*** Data shown ***
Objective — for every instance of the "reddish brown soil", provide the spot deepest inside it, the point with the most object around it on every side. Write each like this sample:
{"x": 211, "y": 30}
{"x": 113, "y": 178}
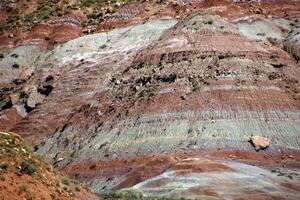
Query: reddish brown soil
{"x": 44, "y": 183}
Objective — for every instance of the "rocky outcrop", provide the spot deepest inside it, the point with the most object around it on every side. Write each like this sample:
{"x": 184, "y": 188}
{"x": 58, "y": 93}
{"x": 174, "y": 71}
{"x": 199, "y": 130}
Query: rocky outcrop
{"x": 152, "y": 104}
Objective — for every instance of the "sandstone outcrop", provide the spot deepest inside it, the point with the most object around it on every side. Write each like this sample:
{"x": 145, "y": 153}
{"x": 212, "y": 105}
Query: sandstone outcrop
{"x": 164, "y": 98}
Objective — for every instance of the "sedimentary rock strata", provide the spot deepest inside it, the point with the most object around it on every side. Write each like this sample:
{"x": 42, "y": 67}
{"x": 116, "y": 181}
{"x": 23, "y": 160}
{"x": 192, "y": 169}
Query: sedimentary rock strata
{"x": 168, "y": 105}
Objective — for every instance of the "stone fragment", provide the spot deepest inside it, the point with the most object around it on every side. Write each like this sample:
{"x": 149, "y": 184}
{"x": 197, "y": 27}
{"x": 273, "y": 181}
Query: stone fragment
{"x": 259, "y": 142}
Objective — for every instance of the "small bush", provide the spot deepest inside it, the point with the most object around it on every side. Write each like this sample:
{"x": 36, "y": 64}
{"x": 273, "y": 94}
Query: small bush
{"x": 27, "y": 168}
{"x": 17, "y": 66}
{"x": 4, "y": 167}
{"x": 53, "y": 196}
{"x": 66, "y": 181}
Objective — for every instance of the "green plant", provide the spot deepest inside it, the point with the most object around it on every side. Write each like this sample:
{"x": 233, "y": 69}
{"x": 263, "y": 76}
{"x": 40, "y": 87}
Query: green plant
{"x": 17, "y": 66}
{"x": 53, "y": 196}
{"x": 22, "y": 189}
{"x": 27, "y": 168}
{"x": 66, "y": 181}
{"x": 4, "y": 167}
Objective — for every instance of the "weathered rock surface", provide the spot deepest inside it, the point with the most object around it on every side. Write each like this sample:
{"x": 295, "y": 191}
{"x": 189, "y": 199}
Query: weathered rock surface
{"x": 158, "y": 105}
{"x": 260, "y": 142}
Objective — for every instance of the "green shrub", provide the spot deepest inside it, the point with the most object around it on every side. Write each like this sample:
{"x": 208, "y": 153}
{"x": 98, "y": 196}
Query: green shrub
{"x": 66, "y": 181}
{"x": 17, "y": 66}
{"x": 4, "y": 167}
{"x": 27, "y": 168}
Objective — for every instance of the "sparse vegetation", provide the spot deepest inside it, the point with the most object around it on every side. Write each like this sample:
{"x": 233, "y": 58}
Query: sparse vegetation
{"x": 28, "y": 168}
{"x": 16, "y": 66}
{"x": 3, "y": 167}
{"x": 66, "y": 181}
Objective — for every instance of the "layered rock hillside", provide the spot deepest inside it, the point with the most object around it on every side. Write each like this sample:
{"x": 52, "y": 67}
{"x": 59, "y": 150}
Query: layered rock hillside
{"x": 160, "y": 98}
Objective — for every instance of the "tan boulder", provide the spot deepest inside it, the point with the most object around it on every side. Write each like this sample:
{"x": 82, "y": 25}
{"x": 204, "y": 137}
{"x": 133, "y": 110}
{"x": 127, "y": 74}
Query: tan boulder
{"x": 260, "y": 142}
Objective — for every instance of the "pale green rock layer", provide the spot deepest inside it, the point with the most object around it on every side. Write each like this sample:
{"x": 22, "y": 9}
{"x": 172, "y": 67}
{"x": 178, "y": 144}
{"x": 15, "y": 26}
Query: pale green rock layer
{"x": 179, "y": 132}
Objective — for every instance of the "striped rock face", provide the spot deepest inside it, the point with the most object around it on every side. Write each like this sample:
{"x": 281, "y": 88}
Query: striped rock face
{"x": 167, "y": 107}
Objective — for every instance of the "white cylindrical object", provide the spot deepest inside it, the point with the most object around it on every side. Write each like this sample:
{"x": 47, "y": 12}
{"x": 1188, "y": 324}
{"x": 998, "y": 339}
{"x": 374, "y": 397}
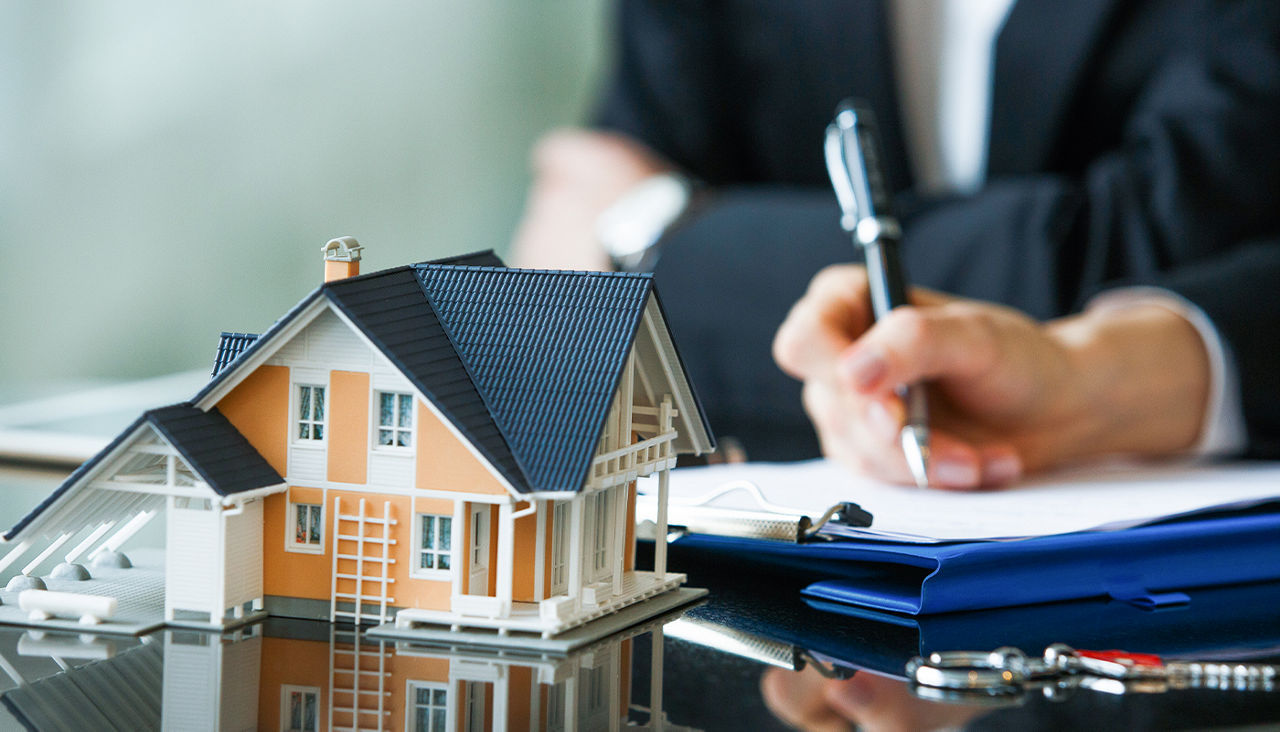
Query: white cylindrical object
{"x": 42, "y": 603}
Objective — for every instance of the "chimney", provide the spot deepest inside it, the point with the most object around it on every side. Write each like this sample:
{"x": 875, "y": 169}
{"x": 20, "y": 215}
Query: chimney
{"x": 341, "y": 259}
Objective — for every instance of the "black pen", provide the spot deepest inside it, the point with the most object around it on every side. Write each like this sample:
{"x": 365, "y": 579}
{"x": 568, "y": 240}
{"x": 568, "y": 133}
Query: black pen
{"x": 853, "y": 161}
***
» Task directions
For this exercise, print all of the entries exactly as they appear, but without pictures.

» Output for this task
Objective — for every instance of the "reddish brown soil", provide the spot deepest inside it, the point with the most object around it on every side. Write each like this sample:
{"x": 211, "y": 30}
{"x": 113, "y": 178}
Query: reddish brown soil
{"x": 44, "y": 183}
Objective — for every instance of the "rocky outcrop", provide the spot deepest inside it, the point with the most object around it on every side. Write each like this sample:
{"x": 184, "y": 188}
{"x": 58, "y": 93}
{"x": 174, "y": 71}
{"x": 199, "y": 130}
Query: rocky outcrop
{"x": 152, "y": 104}
Objective — for every instance of the "sandstone outcrop", provide the spot deepest inside it, the point with the most object around it on every side. Write each like this sample:
{"x": 145, "y": 153}
{"x": 212, "y": 105}
Query: sandstone outcrop
{"x": 164, "y": 98}
Objective — for every instance of the "sedimentary rock strata", provide the spot deepest inside it, the point with the most object around it on every side. Write each like this sample:
{"x": 42, "y": 67}
{"x": 116, "y": 181}
{"x": 23, "y": 160}
{"x": 192, "y": 169}
Query: sedimentary rock strata
{"x": 168, "y": 105}
Objective — for every instance of the "stone fragment", provide the spot deepest inside it, the point with the most object around it on every side. Write each like this sample:
{"x": 149, "y": 184}
{"x": 197, "y": 27}
{"x": 273, "y": 181}
Query: stone fragment
{"x": 259, "y": 142}
Objective — for every instance of the "small bush", provide the spot deepest inside it, the point with the most object around it on every side. Write each like this sample:
{"x": 36, "y": 64}
{"x": 273, "y": 94}
Query: small bush
{"x": 27, "y": 168}
{"x": 17, "y": 66}
{"x": 4, "y": 167}
{"x": 53, "y": 196}
{"x": 66, "y": 181}
Objective — for every instance of the "green plant", provide the spot deepest inside it, the point with the most object around it on every side. Write each like this sample:
{"x": 233, "y": 69}
{"x": 263, "y": 76}
{"x": 40, "y": 87}
Query: green plant
{"x": 17, "y": 66}
{"x": 53, "y": 196}
{"x": 22, "y": 189}
{"x": 27, "y": 168}
{"x": 66, "y": 181}
{"x": 4, "y": 167}
Objective — for every instance of the "weathered rock surface", provide the spot deepest inside it, the point with the most object around it on every side. Write each like this sample:
{"x": 295, "y": 191}
{"x": 189, "y": 199}
Query: weathered rock surface
{"x": 158, "y": 105}
{"x": 260, "y": 142}
Objective — for every instance of the "green shrub", provide the spot deepest inside it, the point with the most object around it on every side. Write each like this sample:
{"x": 208, "y": 153}
{"x": 98, "y": 196}
Query: green shrub
{"x": 66, "y": 181}
{"x": 17, "y": 66}
{"x": 4, "y": 167}
{"x": 27, "y": 168}
Objective — for every instance of the "sparse vegetation", provide the spot deepest inside it, the point with the most object around it on every side. Write each like this sample:
{"x": 233, "y": 58}
Query: sparse vegetation
{"x": 28, "y": 168}
{"x": 16, "y": 66}
{"x": 3, "y": 167}
{"x": 66, "y": 181}
Objective — for every instance of the "layered rock hillside", provide the spot deepest inside it, the point with the most object around it on every side. Write each like this sample:
{"x": 52, "y": 67}
{"x": 59, "y": 150}
Query: layered rock hillside
{"x": 160, "y": 98}
Objective — for every instance of the "tan boulder", provide the spot deepest inside it, the point with the most object around it on every side. Write each like this sample:
{"x": 82, "y": 25}
{"x": 204, "y": 137}
{"x": 133, "y": 110}
{"x": 127, "y": 74}
Query: tan boulder
{"x": 260, "y": 142}
Objective — for every instance of the "pale green rock layer", provide the spot deepest inside it, the point with the most object around it on every side. Write each like this sample:
{"x": 22, "y": 9}
{"x": 172, "y": 67}
{"x": 178, "y": 144}
{"x": 15, "y": 26}
Query: pale green rock layer
{"x": 179, "y": 132}
Objective — for every instance of the "striped rock face", provide the spot deepest inside it, the point with the most object around it on every side. Write each like this sample:
{"x": 281, "y": 88}
Query: striped rock face
{"x": 167, "y": 107}
Objective — for every instance of the "white cylindrical object", provide the spot deepest inside it, the point with the most object around it on every side. Write each like this sample:
{"x": 47, "y": 12}
{"x": 1188, "y": 324}
{"x": 998, "y": 339}
{"x": 374, "y": 397}
Query: white cylindrical object
{"x": 42, "y": 603}
Objective — for every instance of the "chimney", provide the spot deepest inside it, the point with the most object around it on every side. Write each like this sample:
{"x": 875, "y": 169}
{"x": 20, "y": 215}
Query: chimney
{"x": 341, "y": 259}
Objective — for every instance of the "black pen", provide the spot deepest inside it, the point with the most object around it on every side. Write each like this sample:
{"x": 365, "y": 579}
{"x": 568, "y": 240}
{"x": 568, "y": 133}
Query: black pen
{"x": 853, "y": 161}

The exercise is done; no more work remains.